In step 430, a shale cut-off value may be set for each sub
interval. For each sub interval, the algorithm may calculate the
shale cut-off value at a predefined or automatically set percentile
of the gamma ray data. In step 455, a final shale value may be set
for each depth. In step 460, a sand cut-off value may be set for
each sub interval. For each sub interval, the algorithm may
calculate the sand cut-off value at a predefined or automatically
set percentile of the gamma ray data. In step 465, a final sand
value may be set for each depth. In step 470, a shale index and
volume may be calculated for each depth. The shale percentage may
be a function of the shale index and volume. In step 475, a
confidence level for the shale index/volume may be estimated is the
depth point is classified as shale. In some embodiments, step 475
may be optional. In some embodiments, step 475 may include other
data quality metrics for each depth. Step 475 is optional and may
be distinct from or identical to step 340 depending on the
application. In step 480, the results of step 470 (or step 475 if
present) may be written to a memory buffer. In some embodiments,
steps 425 to 475 may include reprocessing and use of previous data
and results.
[0072] As shown in FIG. 5, certain embodiments of the present
disclosure may be implemented with a hardware environment that
includes an information processor 500, an information storage
medium 510, an input device 520, processor memory 530, and may
include peripheral information storage medium 540. The hardware
environment may be in the well, at the rig, or at a remote
location. Moreover, the several components of the hardware
environment may be distributed among those locations. The input
device 520 may be any information reader or user input device, such
as data card reader, keyboard, USB port, etc. The information
storage medium 510 stores information provided by the detectors.
★ ★ ★ ★ ★
▶ Work instruction 1: In the shale-analysis passage, what determines whether step 475 is distinct from or identical to step 340? Answer in one to three sentences.
▶ Work instruction 2: Please rewrite the shale-analysis passage's paragraph beginning "As shown in FIG. 5" as a short list, keeping its main facts.
▶ Work instruction 3: Carry on the shale-analysis passage from the point where it stops.
The data that follow come from a different source than the passage.

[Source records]
★ ★ ★ ★ ★
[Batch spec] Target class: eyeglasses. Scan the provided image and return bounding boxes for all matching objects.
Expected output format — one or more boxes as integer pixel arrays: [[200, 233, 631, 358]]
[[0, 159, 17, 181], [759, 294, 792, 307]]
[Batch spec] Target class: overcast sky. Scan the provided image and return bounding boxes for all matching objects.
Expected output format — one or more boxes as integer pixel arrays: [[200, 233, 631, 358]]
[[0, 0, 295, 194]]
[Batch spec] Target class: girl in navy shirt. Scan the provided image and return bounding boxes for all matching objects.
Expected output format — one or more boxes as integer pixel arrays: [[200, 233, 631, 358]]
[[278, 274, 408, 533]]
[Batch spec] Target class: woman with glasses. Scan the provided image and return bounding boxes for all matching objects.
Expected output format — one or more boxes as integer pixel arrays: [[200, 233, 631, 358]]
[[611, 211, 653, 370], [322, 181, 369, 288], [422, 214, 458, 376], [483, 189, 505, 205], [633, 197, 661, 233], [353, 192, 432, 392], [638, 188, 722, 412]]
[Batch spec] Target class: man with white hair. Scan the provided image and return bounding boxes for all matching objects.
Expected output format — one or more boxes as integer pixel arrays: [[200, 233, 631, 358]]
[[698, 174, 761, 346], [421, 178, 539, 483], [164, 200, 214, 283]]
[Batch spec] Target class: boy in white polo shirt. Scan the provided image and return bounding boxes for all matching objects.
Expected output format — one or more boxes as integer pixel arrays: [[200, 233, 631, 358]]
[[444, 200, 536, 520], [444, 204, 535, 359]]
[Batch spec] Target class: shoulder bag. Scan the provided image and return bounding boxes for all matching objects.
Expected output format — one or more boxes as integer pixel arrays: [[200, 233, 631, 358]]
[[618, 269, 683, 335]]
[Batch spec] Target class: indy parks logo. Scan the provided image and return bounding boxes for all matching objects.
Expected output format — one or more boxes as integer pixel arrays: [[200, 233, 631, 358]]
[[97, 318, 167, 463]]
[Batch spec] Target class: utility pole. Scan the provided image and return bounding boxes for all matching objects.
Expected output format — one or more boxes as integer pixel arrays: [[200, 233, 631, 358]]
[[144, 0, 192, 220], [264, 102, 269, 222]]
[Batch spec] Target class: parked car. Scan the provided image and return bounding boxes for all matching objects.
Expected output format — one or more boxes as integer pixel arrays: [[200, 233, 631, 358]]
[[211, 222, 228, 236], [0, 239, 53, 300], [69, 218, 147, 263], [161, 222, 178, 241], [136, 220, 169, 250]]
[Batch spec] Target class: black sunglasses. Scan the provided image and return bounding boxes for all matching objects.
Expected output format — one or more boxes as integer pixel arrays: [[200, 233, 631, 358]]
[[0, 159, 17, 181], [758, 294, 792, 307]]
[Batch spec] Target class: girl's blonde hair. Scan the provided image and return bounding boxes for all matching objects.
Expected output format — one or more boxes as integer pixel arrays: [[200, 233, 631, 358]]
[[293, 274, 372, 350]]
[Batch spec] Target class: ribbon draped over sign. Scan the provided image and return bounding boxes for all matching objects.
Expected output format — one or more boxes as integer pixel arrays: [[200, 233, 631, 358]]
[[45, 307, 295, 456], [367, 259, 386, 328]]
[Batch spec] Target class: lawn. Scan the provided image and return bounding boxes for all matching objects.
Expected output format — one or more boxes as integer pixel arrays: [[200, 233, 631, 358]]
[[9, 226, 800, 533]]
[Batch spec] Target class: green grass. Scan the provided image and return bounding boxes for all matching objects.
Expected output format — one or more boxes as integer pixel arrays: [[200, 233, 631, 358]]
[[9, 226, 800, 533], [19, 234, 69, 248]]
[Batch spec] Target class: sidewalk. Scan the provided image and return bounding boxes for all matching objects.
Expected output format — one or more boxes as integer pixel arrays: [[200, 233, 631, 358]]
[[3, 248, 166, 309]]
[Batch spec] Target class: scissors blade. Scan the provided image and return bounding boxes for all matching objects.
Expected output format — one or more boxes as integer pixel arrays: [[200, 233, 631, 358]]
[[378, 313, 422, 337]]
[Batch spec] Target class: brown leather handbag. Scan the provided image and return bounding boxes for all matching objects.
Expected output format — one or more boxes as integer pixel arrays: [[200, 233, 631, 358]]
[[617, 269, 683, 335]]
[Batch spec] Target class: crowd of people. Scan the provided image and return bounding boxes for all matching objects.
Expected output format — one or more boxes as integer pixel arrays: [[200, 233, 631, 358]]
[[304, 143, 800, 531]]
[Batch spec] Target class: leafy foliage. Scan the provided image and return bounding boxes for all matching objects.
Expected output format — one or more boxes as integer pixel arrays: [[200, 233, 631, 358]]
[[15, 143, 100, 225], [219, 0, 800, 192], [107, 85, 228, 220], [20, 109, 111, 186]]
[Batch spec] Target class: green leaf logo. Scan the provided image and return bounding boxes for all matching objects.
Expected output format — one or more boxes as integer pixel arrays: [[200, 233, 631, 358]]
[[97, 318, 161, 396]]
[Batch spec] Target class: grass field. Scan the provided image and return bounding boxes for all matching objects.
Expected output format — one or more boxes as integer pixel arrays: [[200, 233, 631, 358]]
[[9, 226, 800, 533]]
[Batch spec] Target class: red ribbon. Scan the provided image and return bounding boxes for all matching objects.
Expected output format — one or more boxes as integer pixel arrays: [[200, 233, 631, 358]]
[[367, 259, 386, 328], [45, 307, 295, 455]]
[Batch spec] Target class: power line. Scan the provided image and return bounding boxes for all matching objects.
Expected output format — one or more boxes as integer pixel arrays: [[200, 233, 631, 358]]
★ ★ ★ ★ ★
▶ Task output 1: Whether step 475 is distinct from or identical to step 340 depends on the application. The passage also describes step 475 as optional.

▶ Task output 2:
- Certain embodiments may be implemented with a hardware environment that includes an information processor 500, an information storage medium 510, an input device 520, processor memory 530, and possibly peripheral information storage medium 540.
- The hardware environment may be in the well, at the rig, or at a remote location, and its components may be distributed among those locations.
- Input device 520 may be any information reader or user input device, such as a data card reader, keyboard, or USB port.
- Information storage medium 510 stores information provided by the detectors.

▶ Task output 3:
Information storage medium 510 may be any non-transitory computer
information storage device, such as a ROM, USB drive, memory stick,
hard disk, removable RAM, EPROMs, EAROMs, EEPROM, flash memories,
and optical disks or other commonly used memory storage system
known to one of ordinary skill in the art including Internet based
storage. Information storage medium 510 stores a program that when
executed causes information processor 500 to execute the disclosed
method. Information storage medium 510 may also store the formation
information provided by the user, or the formation information may
be stored in a peripheral information storage medium 540, which may
be any standard computer information storage device, such as a USB
drive, memory stick, hard disk, removable RAM, or other commonly
used memory storage system known to one of ordinary skill in the
art including Internet based storage. Information processor 500 may
be any form of computer or mathematical processing hardware,
including Internet based hardware. When the program is loaded from
information storage medium 510 into processor memory 530 (e.g.
computer RAM), the program, when executed, causes information
processor 500 to retrieve detector information from either
information storage medium 510 or peripheral information storage
medium 540 and process the information to estimate a parameter of
interest. Information processor 500 may be located on the surface
or downhole.
[0073] While the foregoing disclosure is directed to the one mode
embodiments of the disclosure, various modifications will be
apparent to those skilled in the art. It is intended that all
variations be embraced by the foregoing disclosure.